#### Tasks to perform
(A) Using the Malawi National Cancer Centre passage, answer each of these questions, one per line:
(i) In what month and year was construction of the stand-alone cancer unit completed?
(ii) What percentage of Malawi's population is estimated to live in rural areas?
(iii) What source provided the loan used to establish the centre?
(B) Continue the Malawi National Cancer Centre passage from its final sentence onward.

#### Text block
######
Cancer treatment center in Malawi

Malawi National Cancer Centre (MNCC), also Malawi National Cancer Treatment Centre (MNCTC), is a public, specialized, tertiary care medical facility owned by the Malawi Ministry of Health. Since 2020, the facility's administrative department is temporarily housed within Kamuzu Central Hospital, in Nangwagwa (Area 33), in Lilongwe, the capital city of Malawi. Construction of a stand-alone cancer unit separate but adjacent to the hospital was completed in June 2025. This is the first and only cancer treatment unit in the country.

==Overview==
MNCC is a cancer treatment, research, and teaching center, affiliated with the Kamuzu Central Hospital (KCH), the tertiary referral hospital in the city of Lilongwe, serving both the Northern and Central regions of Malawi. Since early 2020 MNCC maintains an administrative office inside KCH and temporarily houses some oncology patients on the wards of KCH. The temporary administrative and clinical leaders of the project are drawn from the national ministry of health and the KCH.

The MNCC is a collaborative effort that involves the following institutions and entities:
1. The Malawi Ministry of Health
2. The University of North Carolina
3. Baylor College of Medicine

==Background==
Malawi is a Southern African country, with a population of about 23 million as of 2023. Of that number, it is estimated that 84 percent live in rural areas, far away from healthcare facilities capable of diagnosing and treating their malignancies.

Malawi's National Cancer Control Strategic Plan 2019–2029, has its objectives arranged the following broad headlines:

1. Cancer prevention
2. Screening and early diagnosis
3. Treatment and follow-up care
4. Palliative care and survivorship
5. Governance and financing
6. Cancer control research, monitoring and evaluation.

To achieve objectives 2 and 3 a plan was conceived to open a free-standing cancer center to carry out comprehensive diagnosis, classification, treatment, rehabilitation, training and research in the most prevalent adult and pediatric cancers in Malawi.

==Construction cost and funding==
In 2014, the government of Malawi, through the Malawian Ministry of Health, borrowed US$13.15 million to establish MNCC. The total project cost was budgeted at US$14.75 million, with the national government contributing US$1.60 million. The loan was sourced from the OPEC Fund for International Development. The table below illustrates the sources of funding for the construction of the cancer centre.
######
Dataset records
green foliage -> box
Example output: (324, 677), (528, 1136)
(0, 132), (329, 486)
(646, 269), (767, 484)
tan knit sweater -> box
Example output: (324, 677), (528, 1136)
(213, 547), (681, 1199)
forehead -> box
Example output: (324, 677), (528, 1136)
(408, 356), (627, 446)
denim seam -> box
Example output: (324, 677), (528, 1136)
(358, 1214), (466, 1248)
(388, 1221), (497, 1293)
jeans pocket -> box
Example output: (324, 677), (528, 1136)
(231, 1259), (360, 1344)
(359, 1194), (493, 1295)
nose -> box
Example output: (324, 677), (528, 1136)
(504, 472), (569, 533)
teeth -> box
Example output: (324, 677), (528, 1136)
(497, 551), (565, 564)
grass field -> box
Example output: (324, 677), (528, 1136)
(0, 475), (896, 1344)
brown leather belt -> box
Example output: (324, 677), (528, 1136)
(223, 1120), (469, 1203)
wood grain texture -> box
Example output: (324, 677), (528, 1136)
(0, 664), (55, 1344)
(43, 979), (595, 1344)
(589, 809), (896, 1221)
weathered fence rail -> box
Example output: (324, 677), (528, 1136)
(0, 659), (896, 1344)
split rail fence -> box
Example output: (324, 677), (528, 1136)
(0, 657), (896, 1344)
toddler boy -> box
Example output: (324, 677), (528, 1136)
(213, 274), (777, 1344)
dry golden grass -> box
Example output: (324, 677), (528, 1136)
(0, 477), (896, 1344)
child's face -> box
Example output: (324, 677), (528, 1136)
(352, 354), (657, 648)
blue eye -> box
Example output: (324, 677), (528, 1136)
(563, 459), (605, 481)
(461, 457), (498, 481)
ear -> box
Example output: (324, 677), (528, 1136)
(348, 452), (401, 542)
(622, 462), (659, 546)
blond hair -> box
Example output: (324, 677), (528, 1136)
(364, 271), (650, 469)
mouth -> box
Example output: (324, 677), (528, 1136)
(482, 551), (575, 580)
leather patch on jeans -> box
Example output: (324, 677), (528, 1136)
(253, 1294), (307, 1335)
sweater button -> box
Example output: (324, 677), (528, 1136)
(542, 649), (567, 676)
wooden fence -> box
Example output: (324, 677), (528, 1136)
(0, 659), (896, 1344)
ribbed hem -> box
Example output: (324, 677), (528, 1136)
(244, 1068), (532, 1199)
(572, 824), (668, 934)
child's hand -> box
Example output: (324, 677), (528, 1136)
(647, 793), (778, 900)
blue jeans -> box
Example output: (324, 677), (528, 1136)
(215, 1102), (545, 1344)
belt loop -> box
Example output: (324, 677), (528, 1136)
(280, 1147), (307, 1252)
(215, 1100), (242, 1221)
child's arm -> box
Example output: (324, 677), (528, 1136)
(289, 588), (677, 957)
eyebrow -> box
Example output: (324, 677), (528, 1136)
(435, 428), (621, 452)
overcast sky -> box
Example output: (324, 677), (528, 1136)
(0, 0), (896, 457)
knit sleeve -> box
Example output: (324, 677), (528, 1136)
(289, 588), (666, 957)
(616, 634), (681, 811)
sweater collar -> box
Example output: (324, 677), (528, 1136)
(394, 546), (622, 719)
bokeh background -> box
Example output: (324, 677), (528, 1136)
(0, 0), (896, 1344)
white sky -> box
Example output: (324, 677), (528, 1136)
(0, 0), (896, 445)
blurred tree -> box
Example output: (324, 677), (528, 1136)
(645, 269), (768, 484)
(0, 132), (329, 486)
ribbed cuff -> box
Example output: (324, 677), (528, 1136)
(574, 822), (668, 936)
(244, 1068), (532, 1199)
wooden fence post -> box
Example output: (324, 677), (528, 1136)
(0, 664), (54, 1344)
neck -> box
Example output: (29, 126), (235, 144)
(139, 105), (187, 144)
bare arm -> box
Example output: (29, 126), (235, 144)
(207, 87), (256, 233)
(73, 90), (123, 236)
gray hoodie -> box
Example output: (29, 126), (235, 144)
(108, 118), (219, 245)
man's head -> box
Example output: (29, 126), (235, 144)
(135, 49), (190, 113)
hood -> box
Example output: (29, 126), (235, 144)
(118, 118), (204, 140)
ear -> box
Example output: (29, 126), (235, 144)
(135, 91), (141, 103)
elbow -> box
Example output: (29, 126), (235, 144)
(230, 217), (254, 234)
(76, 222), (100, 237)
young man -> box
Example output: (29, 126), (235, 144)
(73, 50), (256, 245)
######
#### Answers in order
(A)
(i) June 2025
(ii) 84 percent
(iii) The OPEC Fund for International Development

(B)
Malawi National Cancer Centre Construction Funding
| Rank | Development Partner | Contribution in US Dollars | Percentage | Notes |
|---|---|---|---|---|
| 1 | OPEC Fund for International Development | 13.15 million | 89.15 | Loan |
| 2 | Government of Malawi | 1.60 million | 10.85 | Equity |
|  | Total | 14.75 million | 100.00 |  |

The International Atomic Energy Agency (IAEA) provided technical support for the construction and commissioning of the facility.

==Developments==
As of August 2023, the construction of the MNCC is ongoing. The infrastructure includes in-patient wards for cancer patients, an outpatient unit, administrative offices, laboratories, radiology, radiotherapy and nuclear medicine infrastructure. Before the establishment of the cancer centre, there were no radiotherapy or nuclear medicine facilities in the country.

As of December 2023, it was expected that the completed new facility would be ready to come online in March 2024. The project, whose construction began in 2018, had a planned completion window of 18 months. However, lack of appropriate expertise, death of an expert consultant and other factors led to delays.

The new Center officially opened on July 2, 2025 with an inauguration attended by President Lazarus Chakwera, and the Director General of the International Atomic Energy Agency (IAEA) Rafael Grossi.